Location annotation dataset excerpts
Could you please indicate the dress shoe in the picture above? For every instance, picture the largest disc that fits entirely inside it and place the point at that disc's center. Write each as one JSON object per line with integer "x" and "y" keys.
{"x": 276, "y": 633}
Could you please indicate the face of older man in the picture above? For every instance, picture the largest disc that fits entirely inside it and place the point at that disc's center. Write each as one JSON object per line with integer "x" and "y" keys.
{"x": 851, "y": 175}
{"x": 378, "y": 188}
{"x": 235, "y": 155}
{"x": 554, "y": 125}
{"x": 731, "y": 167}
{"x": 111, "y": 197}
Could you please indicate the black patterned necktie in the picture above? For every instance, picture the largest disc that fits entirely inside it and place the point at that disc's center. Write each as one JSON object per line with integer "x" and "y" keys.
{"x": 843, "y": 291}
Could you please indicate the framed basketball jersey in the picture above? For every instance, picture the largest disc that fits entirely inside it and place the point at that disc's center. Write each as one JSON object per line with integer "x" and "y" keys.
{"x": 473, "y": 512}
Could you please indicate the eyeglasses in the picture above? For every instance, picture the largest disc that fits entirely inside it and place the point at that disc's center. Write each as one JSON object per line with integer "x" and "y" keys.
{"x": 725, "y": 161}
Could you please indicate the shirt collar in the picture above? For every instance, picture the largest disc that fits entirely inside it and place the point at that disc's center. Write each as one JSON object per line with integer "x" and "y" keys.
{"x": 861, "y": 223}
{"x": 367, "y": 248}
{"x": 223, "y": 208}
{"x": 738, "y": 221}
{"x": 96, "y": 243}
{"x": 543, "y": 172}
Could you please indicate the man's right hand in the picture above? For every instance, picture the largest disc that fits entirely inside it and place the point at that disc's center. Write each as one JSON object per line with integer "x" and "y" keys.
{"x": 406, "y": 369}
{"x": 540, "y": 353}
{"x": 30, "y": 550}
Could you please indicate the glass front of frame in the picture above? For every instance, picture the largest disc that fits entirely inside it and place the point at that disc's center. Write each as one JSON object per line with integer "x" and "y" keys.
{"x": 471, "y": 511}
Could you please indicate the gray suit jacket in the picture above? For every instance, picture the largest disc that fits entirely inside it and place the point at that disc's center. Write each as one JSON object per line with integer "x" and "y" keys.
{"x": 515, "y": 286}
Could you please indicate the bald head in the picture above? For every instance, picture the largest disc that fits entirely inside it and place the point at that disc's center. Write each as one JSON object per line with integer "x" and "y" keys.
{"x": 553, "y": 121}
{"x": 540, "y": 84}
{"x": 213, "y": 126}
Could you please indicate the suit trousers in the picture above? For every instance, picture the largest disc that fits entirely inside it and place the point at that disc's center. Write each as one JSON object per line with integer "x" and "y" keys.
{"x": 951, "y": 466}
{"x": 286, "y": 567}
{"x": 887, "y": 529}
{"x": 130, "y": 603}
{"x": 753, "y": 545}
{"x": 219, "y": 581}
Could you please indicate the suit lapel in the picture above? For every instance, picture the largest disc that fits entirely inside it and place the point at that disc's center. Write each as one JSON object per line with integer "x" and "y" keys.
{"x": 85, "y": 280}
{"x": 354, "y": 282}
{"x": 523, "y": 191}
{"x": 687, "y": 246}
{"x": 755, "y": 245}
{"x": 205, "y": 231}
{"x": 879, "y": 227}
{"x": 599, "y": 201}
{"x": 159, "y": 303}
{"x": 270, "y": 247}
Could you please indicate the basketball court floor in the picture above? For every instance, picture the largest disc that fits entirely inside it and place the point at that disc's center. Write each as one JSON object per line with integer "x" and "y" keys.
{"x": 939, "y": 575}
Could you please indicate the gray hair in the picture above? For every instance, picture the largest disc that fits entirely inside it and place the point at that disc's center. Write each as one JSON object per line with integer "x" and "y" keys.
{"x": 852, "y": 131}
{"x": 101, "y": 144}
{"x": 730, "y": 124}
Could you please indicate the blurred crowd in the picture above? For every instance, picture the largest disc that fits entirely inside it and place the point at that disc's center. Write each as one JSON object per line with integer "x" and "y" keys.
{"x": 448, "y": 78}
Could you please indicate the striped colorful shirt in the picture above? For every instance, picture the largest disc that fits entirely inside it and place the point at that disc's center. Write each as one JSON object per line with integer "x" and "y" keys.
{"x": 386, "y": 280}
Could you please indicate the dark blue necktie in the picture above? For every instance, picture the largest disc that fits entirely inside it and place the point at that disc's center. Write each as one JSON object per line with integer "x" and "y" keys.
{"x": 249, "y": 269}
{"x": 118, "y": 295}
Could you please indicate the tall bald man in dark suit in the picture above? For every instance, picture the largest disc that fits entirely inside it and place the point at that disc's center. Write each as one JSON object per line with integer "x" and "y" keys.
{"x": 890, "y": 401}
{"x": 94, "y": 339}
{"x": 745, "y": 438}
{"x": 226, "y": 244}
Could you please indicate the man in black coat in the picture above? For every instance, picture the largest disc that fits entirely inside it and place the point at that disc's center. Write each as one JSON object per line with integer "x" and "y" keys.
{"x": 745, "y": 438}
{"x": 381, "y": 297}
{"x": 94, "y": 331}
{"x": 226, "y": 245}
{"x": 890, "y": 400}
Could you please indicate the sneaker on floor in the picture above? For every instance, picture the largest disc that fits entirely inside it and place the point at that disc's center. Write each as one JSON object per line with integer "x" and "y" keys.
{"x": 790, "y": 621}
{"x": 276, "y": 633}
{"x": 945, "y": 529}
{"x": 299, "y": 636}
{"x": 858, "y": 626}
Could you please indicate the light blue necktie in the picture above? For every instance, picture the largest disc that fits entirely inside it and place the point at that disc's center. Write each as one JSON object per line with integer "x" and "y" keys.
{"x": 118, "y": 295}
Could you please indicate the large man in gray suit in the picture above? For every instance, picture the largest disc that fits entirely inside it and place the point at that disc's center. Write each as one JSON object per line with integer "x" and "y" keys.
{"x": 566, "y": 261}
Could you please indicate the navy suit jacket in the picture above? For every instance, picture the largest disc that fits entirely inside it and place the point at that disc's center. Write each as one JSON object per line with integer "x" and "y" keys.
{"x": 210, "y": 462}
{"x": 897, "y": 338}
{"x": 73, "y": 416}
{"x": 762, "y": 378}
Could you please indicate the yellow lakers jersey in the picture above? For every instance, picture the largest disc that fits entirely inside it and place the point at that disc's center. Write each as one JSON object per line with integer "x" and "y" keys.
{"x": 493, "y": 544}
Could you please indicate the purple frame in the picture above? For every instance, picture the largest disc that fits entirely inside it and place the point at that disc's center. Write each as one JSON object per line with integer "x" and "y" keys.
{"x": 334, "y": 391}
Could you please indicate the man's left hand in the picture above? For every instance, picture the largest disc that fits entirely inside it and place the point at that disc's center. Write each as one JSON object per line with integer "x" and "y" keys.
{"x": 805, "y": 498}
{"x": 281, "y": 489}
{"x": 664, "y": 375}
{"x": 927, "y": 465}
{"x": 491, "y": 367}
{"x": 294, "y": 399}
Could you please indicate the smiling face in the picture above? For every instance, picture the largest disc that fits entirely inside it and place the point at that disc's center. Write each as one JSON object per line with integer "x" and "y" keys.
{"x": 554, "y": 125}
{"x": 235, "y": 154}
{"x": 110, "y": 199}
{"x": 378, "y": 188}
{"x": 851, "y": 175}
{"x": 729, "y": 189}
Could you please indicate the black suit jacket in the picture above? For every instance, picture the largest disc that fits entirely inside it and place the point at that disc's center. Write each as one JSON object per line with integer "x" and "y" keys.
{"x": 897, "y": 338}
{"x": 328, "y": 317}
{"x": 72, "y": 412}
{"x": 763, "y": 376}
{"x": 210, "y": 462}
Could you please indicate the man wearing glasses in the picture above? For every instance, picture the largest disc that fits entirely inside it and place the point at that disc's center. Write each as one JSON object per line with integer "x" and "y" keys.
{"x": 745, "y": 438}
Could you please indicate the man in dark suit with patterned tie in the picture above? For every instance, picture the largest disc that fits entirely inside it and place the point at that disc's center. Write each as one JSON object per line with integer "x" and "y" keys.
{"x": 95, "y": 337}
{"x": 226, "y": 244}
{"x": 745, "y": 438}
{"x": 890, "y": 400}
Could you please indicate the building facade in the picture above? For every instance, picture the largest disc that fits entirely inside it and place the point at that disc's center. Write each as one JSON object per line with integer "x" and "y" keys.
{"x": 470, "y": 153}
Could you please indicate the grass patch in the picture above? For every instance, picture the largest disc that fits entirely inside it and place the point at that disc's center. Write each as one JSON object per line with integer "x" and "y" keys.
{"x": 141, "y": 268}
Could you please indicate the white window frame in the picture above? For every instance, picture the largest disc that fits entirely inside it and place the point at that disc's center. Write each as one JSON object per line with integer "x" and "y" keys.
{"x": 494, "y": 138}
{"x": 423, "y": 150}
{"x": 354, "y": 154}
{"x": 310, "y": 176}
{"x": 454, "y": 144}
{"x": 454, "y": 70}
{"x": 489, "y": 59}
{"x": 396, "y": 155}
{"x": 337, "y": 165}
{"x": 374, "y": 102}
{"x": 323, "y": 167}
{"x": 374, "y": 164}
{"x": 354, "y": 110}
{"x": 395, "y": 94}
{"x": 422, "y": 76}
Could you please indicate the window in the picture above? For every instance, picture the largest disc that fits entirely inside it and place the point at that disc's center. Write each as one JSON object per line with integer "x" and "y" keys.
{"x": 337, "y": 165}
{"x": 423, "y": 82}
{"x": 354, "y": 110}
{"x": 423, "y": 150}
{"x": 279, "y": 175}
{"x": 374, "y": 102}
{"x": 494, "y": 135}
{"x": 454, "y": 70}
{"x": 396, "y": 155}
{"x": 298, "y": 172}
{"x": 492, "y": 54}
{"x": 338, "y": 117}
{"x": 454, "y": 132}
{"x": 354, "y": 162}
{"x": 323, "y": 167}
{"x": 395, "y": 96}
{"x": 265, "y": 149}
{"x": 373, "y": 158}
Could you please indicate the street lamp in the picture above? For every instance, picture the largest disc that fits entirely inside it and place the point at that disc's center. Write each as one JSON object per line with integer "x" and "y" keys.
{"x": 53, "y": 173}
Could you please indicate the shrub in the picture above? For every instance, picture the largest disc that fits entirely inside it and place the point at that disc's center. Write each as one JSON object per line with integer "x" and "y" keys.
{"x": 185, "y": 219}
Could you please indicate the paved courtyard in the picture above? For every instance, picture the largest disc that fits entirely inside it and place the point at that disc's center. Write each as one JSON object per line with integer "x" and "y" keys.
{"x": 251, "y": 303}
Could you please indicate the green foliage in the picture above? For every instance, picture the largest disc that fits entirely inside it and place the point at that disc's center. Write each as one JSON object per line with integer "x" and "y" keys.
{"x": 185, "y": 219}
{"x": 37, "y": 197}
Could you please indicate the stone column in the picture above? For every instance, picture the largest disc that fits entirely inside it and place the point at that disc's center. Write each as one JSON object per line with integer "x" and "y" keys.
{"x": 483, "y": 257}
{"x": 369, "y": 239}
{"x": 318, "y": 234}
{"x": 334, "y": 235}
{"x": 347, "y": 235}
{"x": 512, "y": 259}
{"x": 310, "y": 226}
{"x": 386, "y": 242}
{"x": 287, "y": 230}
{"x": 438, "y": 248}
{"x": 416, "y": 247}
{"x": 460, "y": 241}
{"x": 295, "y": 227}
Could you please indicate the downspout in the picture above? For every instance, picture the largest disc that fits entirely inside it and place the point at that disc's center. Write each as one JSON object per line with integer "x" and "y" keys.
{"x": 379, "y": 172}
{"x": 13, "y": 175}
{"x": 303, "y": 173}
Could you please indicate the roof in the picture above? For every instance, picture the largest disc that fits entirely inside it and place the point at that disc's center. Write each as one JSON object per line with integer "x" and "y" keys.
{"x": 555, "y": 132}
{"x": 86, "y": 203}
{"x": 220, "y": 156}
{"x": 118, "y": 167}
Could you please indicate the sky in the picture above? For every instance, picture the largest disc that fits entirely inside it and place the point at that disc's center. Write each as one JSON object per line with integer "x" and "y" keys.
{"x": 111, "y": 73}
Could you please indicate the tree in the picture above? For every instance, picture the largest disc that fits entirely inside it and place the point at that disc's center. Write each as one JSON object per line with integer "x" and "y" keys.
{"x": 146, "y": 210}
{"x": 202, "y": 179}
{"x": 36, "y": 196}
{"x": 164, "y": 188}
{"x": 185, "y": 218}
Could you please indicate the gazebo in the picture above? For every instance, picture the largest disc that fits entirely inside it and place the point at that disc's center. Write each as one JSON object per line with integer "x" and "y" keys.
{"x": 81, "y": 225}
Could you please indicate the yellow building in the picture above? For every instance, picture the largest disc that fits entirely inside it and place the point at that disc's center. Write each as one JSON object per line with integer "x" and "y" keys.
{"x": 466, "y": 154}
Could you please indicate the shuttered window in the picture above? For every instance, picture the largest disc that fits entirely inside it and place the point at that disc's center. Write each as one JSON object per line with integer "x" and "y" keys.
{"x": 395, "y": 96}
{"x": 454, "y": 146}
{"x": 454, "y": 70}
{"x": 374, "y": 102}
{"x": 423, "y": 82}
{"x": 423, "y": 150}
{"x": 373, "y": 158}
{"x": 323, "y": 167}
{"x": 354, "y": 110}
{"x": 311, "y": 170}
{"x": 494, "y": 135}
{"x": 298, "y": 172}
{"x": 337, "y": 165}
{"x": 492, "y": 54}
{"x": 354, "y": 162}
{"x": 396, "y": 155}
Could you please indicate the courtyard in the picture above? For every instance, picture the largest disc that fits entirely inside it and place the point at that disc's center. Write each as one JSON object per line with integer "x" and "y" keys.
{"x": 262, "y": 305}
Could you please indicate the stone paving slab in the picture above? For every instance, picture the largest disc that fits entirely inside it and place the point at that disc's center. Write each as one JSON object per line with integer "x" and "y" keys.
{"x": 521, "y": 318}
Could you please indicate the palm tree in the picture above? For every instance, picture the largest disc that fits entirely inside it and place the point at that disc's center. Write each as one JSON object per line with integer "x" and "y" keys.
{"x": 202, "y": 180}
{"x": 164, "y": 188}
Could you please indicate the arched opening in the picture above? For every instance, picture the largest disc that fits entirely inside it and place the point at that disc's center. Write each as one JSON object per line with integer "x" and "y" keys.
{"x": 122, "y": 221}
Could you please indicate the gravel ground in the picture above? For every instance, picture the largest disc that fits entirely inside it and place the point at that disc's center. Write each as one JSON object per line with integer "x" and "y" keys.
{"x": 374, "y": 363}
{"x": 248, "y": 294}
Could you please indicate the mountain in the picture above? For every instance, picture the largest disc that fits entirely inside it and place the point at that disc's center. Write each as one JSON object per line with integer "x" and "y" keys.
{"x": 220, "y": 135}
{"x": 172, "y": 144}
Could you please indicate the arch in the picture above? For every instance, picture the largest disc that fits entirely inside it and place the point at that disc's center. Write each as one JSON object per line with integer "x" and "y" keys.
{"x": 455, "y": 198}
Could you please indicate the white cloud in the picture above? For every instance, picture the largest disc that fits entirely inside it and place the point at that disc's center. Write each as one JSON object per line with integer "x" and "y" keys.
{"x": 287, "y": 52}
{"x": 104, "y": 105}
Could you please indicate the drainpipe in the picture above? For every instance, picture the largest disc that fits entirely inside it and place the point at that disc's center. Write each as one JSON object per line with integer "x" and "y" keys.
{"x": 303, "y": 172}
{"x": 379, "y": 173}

## THE REQUEST
Take every line from the one containing "Could you please indicate the gravel" to the end of the listing and output it exactly, with nothing else.

## RESULT BELOW
Could you please indicate the gravel ground in the picture above? For every instance, picture the largest disc that fits entirely inside it and place the point at that disc's center. Write each as one JSON object per line with integer "x" and "y" keys.
{"x": 374, "y": 363}
{"x": 248, "y": 294}
Could you please indicate the mountain in the picture above? For every instance, picture the largest disc that fits entirely inside it and place the point at that disc's center. Write each as one JSON object per line with integer "x" and "y" keys.
{"x": 220, "y": 135}
{"x": 172, "y": 144}
Could you please indicate the arch in the picture above? For every instance, picture the largest disc that fits entirely inside it and place the point at that disc's center. Write each as one JSON object per line with integer "x" and "y" keys.
{"x": 455, "y": 198}
Could you please indicate the white cloud in the picture above? For every instance, picture the largest disc that fits entirely inside it and place the point at that disc's center. Write each as one JSON object per line with integer "x" and "y" keys.
{"x": 287, "y": 52}
{"x": 104, "y": 105}
Could you please indicate the drainpipe in the picture above? For every instance, picture the largest disc that fits entirely inside it and place the point at that disc's center. Write each as one JSON object per line with integer "x" and "y" keys.
{"x": 303, "y": 172}
{"x": 379, "y": 173}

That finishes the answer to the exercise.